Task instructions:
What is needed is an exact copy of the entries below, from the line that contains "My supervisor requested detection results for the hazy grey-blue" through the final line, both included, and nothing else.

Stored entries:
=== Begin Enclosure ===

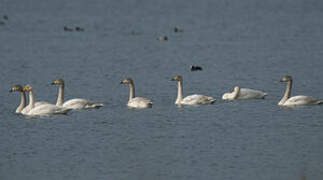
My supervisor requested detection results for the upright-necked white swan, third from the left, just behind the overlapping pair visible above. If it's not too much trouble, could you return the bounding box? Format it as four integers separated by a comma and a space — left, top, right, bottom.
52, 79, 103, 109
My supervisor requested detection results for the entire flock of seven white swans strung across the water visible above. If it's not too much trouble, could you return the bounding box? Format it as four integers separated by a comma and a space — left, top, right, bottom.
9, 75, 323, 116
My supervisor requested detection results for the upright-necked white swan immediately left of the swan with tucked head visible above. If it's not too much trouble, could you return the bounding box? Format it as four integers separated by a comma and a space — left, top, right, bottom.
172, 76, 216, 105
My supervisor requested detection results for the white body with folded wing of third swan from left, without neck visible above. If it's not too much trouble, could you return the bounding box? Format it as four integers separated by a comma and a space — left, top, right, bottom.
63, 98, 103, 109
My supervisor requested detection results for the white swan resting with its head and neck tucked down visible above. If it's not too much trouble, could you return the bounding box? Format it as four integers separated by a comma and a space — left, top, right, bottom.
222, 86, 267, 100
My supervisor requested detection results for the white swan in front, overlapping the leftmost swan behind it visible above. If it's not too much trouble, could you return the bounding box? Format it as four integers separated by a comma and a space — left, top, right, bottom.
21, 84, 71, 116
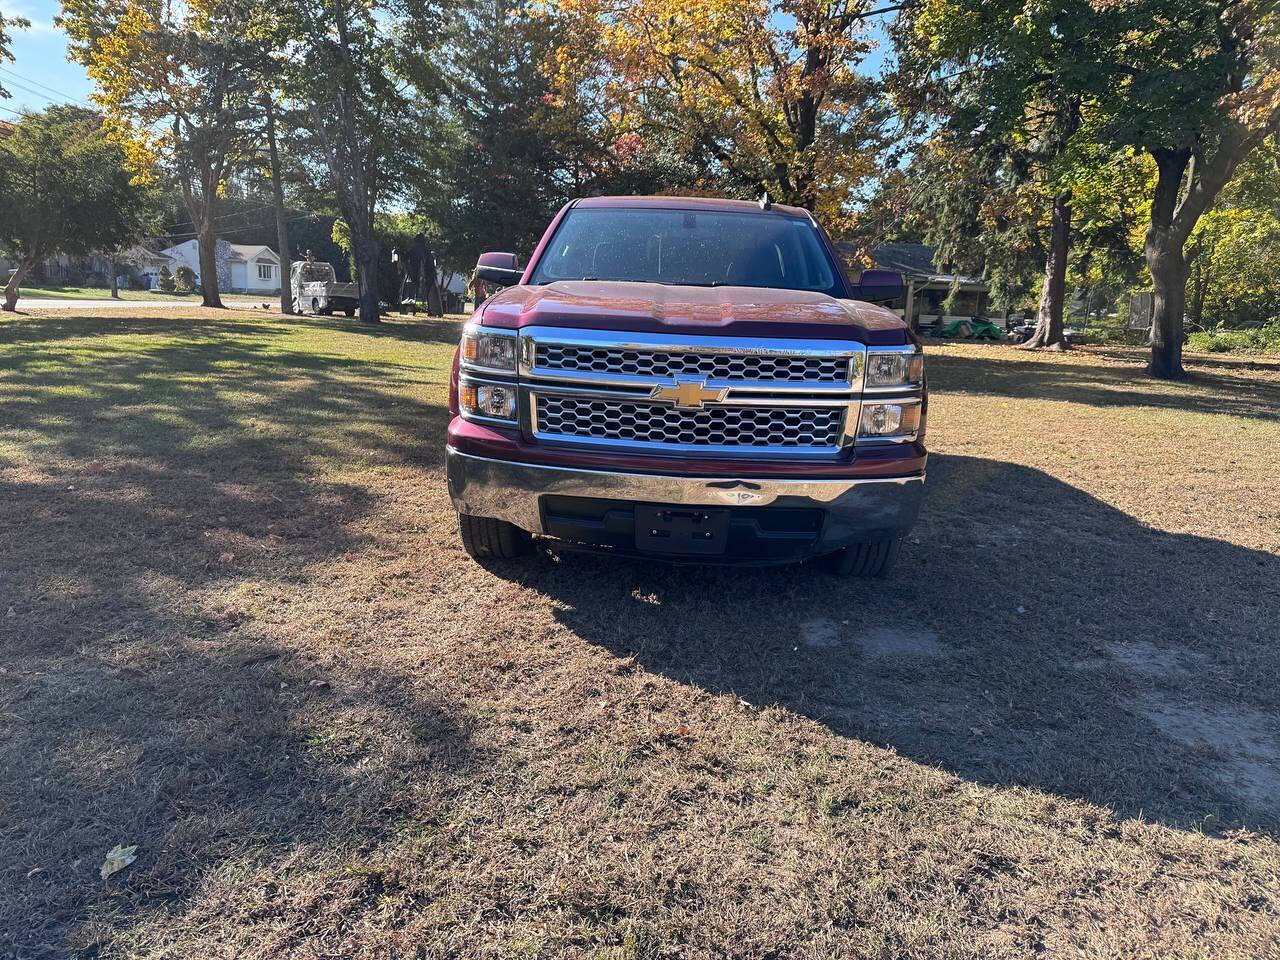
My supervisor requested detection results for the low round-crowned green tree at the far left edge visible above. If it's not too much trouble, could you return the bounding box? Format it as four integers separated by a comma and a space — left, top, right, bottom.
0, 106, 146, 311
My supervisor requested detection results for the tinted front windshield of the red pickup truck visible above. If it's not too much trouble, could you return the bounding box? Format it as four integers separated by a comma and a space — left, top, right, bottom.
530, 207, 844, 296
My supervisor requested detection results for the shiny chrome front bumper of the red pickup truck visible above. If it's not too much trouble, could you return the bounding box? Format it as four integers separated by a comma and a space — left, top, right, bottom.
445, 447, 924, 549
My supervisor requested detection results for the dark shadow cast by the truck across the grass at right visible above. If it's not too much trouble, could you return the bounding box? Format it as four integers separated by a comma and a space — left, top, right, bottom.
518, 456, 1280, 831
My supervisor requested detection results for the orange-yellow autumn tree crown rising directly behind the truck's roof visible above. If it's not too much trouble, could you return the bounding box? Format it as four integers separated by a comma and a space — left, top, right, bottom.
552, 0, 886, 230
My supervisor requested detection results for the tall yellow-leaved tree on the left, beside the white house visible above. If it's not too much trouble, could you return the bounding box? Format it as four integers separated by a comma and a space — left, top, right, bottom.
58, 0, 255, 307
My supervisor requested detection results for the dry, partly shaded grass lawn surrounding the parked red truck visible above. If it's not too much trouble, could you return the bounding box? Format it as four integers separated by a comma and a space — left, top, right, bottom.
0, 307, 1280, 960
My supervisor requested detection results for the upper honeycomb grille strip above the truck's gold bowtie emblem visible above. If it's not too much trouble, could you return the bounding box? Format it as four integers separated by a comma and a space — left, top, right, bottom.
535, 343, 849, 384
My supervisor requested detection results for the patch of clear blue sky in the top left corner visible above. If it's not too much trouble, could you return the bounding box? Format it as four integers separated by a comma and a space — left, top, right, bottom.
0, 0, 93, 120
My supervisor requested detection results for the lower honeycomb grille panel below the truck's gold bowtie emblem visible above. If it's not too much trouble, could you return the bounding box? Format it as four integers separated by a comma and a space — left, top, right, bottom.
538, 396, 845, 449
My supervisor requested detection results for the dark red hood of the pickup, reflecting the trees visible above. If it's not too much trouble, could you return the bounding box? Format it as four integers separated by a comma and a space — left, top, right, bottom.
476, 280, 909, 346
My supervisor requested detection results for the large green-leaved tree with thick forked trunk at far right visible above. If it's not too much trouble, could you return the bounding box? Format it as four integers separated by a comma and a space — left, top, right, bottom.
900, 0, 1280, 378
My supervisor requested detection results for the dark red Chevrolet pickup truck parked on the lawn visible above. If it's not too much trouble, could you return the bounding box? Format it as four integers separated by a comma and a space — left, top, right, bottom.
447, 197, 928, 576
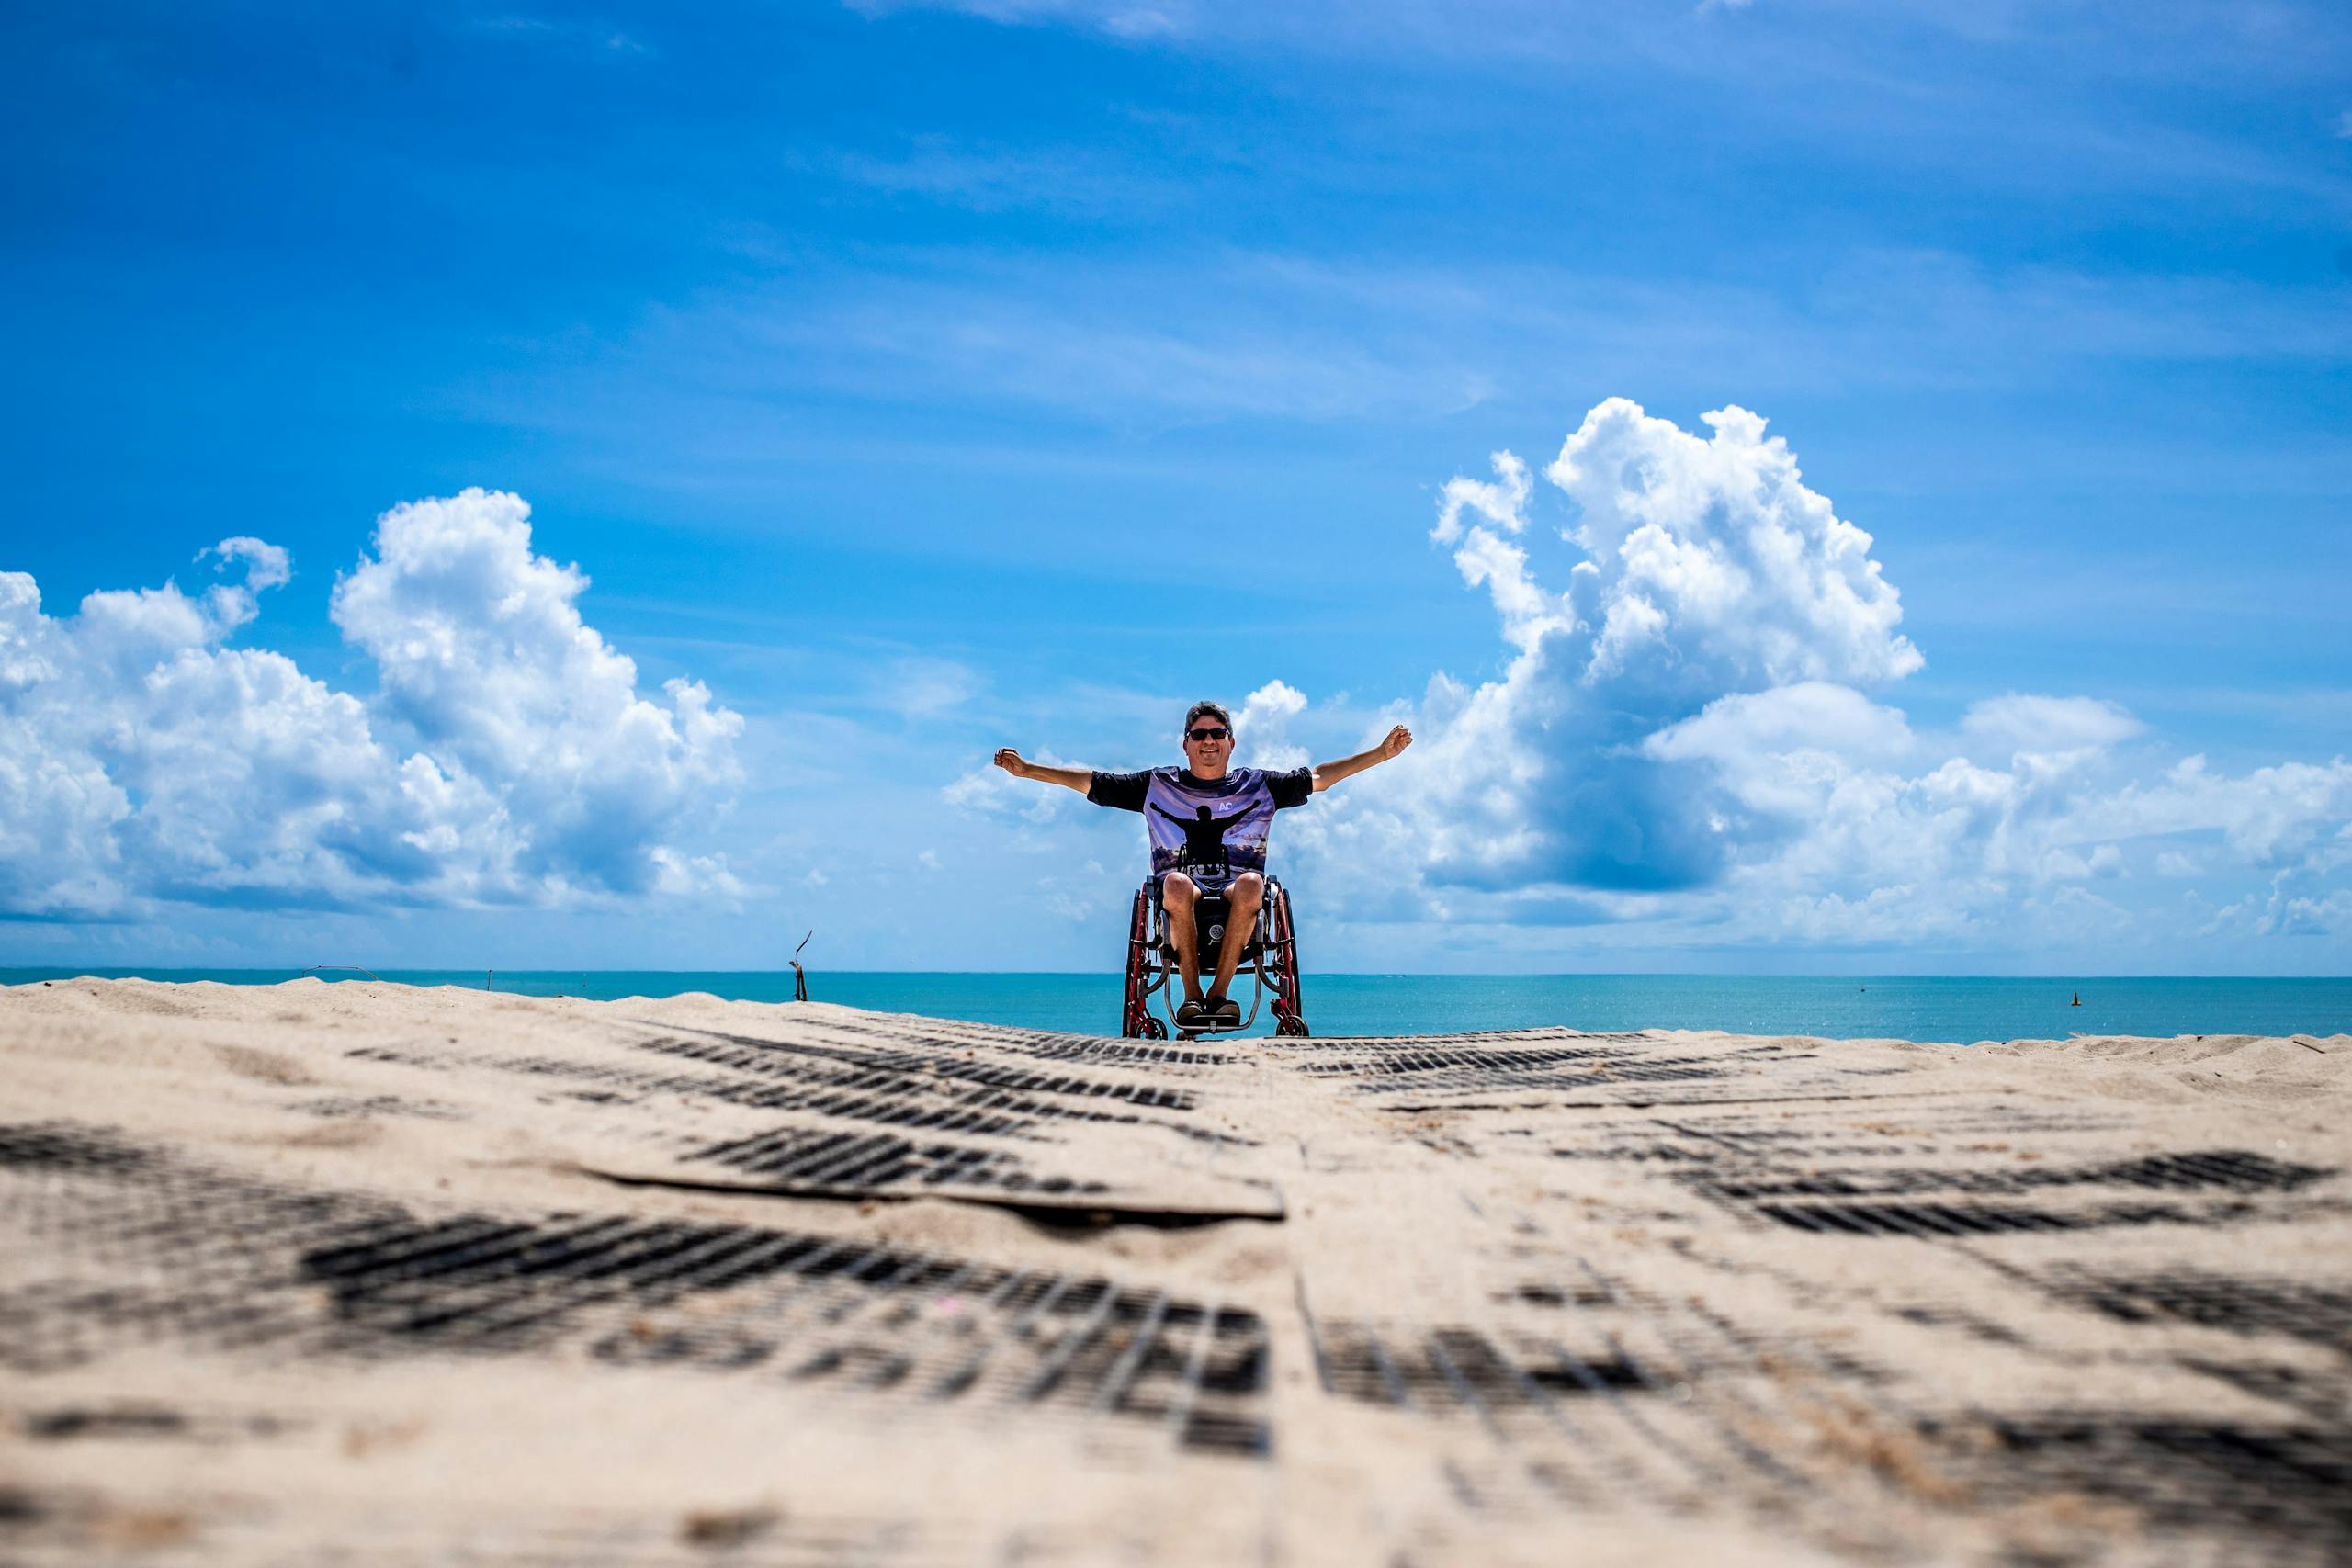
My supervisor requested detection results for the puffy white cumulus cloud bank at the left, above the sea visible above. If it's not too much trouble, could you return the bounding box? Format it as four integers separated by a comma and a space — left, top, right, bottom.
0, 489, 741, 919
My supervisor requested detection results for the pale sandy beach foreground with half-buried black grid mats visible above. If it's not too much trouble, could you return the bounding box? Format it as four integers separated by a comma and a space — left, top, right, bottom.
0, 980, 2352, 1568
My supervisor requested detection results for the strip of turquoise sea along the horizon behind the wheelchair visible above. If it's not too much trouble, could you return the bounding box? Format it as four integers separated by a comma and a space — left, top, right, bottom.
0, 968, 2352, 1042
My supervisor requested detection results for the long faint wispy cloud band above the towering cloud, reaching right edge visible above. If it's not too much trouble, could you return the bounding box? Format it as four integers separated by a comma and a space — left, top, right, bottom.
470, 252, 2352, 466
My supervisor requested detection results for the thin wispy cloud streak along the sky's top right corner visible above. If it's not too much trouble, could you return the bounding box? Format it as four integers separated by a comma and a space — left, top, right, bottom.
854, 0, 2352, 211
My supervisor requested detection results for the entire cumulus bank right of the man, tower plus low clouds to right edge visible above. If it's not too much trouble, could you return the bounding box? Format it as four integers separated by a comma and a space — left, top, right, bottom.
1284, 400, 2352, 945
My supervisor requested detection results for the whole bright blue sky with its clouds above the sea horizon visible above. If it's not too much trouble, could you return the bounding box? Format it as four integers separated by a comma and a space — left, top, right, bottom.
0, 0, 2352, 974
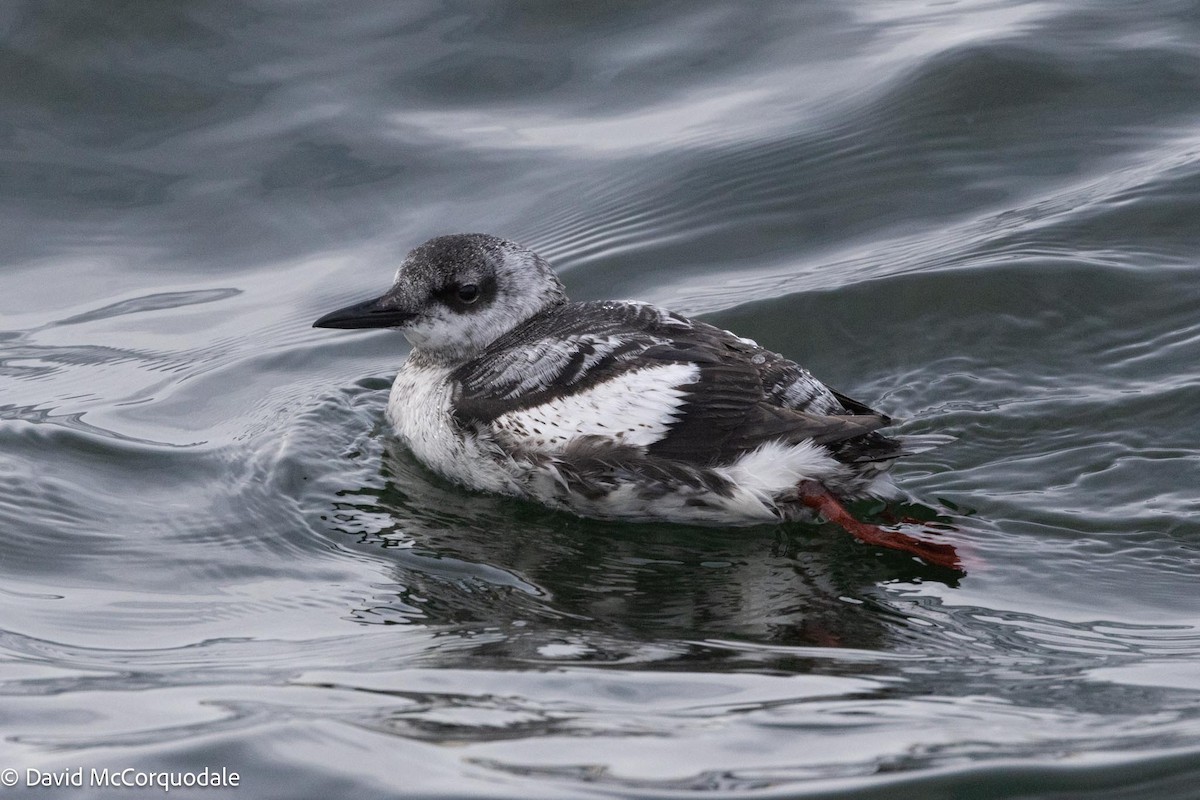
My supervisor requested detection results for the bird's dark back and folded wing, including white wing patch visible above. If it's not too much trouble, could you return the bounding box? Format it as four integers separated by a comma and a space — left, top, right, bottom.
451, 302, 899, 467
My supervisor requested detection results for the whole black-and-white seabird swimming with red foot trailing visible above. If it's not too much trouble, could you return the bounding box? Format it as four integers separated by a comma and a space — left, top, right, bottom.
313, 234, 958, 567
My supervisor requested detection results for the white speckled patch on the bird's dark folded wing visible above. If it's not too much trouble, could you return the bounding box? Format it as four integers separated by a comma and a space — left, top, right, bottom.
492, 363, 700, 452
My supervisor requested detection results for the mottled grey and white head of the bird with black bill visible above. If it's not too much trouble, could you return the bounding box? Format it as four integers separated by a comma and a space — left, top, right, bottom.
313, 234, 566, 362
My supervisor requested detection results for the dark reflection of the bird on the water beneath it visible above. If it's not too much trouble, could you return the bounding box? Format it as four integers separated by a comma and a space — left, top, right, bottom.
335, 443, 956, 663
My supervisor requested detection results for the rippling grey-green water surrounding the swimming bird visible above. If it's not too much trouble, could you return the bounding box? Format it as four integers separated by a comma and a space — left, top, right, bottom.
0, 0, 1200, 800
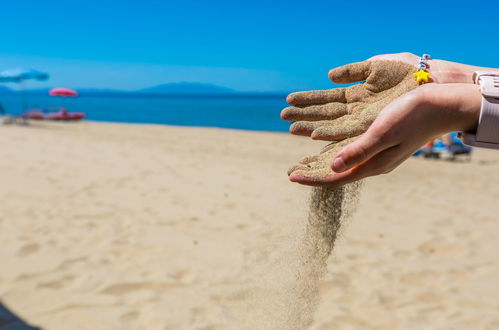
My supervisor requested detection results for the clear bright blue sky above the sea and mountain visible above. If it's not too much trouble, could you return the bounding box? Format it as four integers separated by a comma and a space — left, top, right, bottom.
0, 0, 499, 91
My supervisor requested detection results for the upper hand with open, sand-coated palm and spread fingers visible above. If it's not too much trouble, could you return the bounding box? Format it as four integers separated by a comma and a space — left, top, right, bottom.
281, 60, 419, 141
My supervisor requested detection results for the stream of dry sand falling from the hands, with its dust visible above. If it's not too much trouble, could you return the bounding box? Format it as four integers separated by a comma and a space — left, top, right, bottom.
223, 182, 361, 330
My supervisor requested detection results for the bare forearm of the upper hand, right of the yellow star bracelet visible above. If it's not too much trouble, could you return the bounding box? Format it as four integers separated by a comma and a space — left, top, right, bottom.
429, 60, 499, 84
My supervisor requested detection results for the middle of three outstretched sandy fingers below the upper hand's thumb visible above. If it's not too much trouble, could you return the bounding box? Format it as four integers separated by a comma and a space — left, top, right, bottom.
281, 102, 348, 121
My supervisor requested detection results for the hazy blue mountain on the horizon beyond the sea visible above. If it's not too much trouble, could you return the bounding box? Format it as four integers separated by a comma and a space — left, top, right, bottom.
136, 82, 236, 94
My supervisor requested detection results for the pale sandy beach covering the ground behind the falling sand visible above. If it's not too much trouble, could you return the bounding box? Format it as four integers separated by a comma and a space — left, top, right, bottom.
0, 122, 499, 330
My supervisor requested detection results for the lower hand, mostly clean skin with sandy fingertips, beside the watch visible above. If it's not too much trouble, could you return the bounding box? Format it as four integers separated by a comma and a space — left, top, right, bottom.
289, 84, 482, 188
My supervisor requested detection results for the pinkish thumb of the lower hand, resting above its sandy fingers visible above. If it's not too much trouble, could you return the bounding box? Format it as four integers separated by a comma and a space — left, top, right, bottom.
331, 131, 391, 173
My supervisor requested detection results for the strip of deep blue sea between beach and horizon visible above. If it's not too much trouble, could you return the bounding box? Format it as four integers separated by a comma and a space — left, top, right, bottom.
0, 93, 289, 132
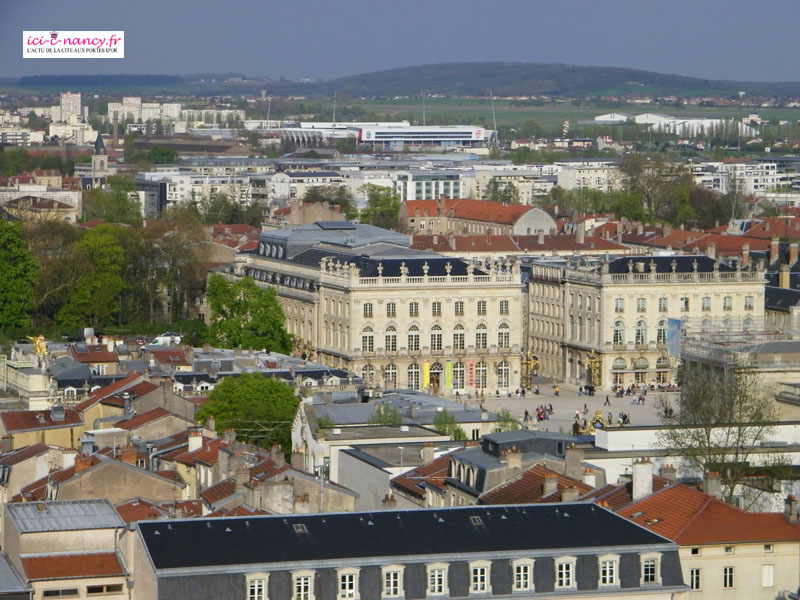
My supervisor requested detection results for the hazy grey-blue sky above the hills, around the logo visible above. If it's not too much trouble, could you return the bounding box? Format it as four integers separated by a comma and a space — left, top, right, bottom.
0, 0, 800, 81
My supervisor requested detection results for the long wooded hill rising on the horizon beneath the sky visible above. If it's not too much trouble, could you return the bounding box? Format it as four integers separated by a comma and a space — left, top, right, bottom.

=== End Enclosure ===

Reply:
My supervisor requested detection results for the hazy grey-blue sky above the hills, around the logo visible above. If it's not too much trouble, could you return the bounding box? Format it as four integers separated by a comma and a space — left, top, right, bottom.
0, 0, 800, 81
My supervisor requested detection results for the long wooded hill rising on the horizon beneath the sky visible above. If it's not too much trouble, could you return the bounding box? Format it as four integers separated by a comma and a space — left, top, right, bottom.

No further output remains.